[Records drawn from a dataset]
____________

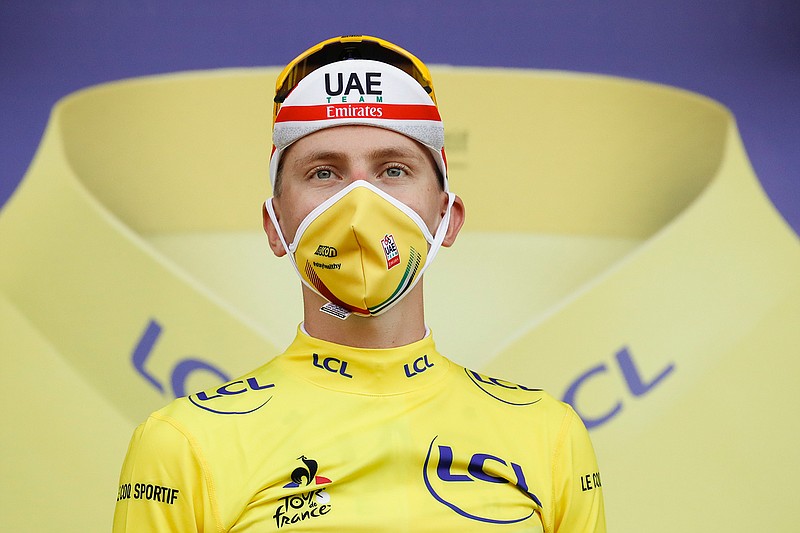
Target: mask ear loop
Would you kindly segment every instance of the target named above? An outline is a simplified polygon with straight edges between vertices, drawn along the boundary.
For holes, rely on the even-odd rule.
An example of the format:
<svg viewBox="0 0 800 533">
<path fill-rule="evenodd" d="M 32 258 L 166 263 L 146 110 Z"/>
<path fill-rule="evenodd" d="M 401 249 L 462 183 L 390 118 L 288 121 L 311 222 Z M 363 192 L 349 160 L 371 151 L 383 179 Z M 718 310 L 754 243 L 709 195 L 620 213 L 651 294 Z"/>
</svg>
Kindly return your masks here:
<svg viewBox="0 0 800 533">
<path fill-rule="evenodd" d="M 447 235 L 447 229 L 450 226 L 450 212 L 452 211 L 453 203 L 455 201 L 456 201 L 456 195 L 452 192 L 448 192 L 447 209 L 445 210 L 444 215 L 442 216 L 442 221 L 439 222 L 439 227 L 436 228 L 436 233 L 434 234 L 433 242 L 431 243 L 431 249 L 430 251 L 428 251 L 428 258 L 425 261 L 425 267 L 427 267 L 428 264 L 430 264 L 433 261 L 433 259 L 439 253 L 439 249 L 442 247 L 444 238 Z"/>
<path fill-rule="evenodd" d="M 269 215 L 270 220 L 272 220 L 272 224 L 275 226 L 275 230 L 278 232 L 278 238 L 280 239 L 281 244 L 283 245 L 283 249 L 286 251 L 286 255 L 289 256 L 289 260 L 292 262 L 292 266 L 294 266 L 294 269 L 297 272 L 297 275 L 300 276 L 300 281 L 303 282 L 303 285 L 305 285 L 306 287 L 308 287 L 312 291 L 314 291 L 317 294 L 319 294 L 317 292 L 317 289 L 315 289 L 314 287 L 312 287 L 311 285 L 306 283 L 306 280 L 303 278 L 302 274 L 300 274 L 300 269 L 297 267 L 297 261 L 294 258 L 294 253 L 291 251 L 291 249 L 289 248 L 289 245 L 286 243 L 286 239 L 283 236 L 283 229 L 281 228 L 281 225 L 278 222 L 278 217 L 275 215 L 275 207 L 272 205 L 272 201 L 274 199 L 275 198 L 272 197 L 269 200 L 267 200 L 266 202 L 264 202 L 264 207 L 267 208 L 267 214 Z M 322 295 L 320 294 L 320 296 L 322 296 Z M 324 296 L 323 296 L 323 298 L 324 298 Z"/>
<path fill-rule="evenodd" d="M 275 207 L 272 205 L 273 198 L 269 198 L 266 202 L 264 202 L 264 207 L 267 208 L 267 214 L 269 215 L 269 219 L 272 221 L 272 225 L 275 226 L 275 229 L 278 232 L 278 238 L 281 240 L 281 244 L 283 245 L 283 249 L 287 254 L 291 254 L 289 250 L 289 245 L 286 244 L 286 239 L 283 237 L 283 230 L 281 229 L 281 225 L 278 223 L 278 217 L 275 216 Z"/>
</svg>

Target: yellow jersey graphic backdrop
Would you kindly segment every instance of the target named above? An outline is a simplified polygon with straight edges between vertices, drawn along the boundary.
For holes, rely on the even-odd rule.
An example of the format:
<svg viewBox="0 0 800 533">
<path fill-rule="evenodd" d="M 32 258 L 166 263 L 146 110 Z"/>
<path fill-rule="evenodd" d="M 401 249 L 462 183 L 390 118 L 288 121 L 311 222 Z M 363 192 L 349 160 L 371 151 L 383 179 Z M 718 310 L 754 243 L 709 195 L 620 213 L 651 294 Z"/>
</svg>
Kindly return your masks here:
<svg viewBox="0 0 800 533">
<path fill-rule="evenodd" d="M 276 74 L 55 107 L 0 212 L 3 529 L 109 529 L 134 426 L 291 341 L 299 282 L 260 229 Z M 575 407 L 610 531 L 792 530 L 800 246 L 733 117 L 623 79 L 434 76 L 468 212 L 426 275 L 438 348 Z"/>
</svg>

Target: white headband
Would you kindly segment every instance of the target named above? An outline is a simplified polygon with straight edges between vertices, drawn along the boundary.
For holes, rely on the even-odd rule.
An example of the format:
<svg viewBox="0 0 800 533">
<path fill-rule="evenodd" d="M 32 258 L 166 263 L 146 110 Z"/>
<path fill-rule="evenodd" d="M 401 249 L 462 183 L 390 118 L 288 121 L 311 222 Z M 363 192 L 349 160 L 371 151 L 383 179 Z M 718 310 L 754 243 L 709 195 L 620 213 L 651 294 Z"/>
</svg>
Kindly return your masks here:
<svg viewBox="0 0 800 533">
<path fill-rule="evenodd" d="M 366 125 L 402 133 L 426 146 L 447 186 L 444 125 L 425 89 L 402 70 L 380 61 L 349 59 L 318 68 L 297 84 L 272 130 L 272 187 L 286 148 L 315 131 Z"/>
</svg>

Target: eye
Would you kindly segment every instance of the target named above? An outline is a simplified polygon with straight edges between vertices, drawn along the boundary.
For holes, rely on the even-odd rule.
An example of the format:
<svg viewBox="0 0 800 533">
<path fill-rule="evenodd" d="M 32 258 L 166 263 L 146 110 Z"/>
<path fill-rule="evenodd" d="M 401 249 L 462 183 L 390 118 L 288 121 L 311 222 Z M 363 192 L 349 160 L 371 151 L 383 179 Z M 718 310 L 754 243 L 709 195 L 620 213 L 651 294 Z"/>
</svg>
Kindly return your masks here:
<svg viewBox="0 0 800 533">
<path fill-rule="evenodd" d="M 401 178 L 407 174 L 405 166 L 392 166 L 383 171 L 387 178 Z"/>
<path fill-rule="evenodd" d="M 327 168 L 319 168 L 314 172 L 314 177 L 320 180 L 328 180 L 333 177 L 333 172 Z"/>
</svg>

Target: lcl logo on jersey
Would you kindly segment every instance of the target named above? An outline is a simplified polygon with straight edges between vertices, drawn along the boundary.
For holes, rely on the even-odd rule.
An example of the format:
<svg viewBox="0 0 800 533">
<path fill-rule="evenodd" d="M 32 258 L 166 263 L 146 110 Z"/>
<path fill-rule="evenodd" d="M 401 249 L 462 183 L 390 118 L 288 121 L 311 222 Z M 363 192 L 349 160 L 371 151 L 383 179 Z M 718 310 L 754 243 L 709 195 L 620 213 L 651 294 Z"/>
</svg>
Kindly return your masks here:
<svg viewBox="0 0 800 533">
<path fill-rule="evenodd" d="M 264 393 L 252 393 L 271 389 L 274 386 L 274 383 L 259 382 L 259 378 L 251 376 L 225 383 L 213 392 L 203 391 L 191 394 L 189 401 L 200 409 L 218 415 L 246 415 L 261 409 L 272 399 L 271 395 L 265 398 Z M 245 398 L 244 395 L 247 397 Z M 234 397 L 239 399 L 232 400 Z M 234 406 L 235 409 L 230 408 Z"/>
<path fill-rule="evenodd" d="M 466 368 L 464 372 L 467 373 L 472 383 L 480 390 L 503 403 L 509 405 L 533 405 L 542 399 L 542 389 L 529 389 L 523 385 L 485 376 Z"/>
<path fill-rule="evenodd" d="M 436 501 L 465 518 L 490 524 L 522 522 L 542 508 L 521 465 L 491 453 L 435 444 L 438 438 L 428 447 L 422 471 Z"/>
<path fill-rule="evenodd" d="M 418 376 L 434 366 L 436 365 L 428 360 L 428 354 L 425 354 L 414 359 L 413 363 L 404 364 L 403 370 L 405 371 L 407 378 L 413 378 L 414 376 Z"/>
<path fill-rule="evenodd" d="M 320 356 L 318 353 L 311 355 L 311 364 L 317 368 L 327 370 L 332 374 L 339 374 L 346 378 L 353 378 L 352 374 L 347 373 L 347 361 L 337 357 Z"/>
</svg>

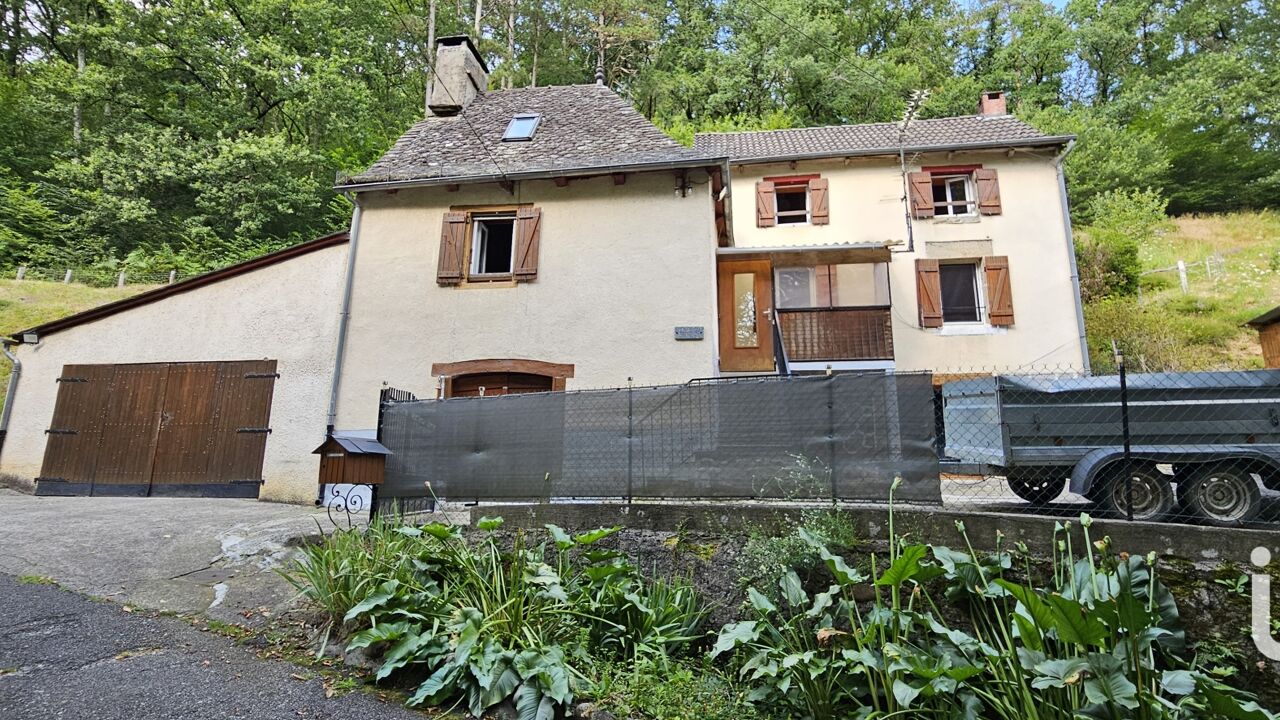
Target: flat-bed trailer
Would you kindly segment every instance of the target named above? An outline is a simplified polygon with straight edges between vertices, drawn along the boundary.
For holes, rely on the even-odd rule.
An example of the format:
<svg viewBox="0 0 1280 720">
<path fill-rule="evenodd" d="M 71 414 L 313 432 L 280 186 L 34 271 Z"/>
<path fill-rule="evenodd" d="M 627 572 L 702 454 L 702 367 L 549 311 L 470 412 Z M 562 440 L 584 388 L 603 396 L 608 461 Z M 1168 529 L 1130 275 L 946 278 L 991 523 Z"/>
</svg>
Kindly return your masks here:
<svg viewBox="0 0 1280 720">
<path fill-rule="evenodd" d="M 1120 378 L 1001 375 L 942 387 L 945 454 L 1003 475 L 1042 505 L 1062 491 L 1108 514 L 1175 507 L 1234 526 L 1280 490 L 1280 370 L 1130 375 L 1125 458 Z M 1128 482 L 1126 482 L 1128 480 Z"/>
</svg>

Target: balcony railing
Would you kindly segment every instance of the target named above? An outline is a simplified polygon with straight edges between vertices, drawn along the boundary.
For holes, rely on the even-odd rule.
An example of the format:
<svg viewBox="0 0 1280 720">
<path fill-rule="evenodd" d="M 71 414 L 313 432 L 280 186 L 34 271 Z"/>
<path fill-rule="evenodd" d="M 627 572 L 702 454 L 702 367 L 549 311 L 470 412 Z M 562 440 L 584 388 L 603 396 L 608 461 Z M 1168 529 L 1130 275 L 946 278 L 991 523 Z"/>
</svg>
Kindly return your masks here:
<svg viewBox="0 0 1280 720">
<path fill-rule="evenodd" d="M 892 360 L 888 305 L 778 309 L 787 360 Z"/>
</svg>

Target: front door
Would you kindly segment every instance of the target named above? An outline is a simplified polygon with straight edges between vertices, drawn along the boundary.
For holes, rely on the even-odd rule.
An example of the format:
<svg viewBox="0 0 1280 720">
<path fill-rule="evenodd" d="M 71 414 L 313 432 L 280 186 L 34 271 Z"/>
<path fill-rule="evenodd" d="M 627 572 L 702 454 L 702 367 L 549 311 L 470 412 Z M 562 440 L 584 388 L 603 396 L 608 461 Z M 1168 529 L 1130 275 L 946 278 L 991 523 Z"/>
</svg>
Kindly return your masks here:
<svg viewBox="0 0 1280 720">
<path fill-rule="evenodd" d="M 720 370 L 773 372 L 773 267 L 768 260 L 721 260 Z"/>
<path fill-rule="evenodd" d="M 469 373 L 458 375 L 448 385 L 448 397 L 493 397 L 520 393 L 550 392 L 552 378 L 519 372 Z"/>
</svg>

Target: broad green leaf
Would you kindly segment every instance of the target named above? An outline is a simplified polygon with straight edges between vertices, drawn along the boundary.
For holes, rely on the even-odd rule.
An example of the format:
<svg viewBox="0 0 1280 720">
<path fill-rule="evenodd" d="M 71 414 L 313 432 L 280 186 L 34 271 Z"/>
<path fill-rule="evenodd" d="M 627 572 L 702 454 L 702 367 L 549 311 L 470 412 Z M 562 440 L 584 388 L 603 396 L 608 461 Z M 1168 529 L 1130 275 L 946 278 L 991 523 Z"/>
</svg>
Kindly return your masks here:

____________

▶ **Aim of the task**:
The answer must be every line from the records above that contains "jersey".

▶ **Task result**:
Target: yellow jersey graphic backdrop
Target: lcl logo on jersey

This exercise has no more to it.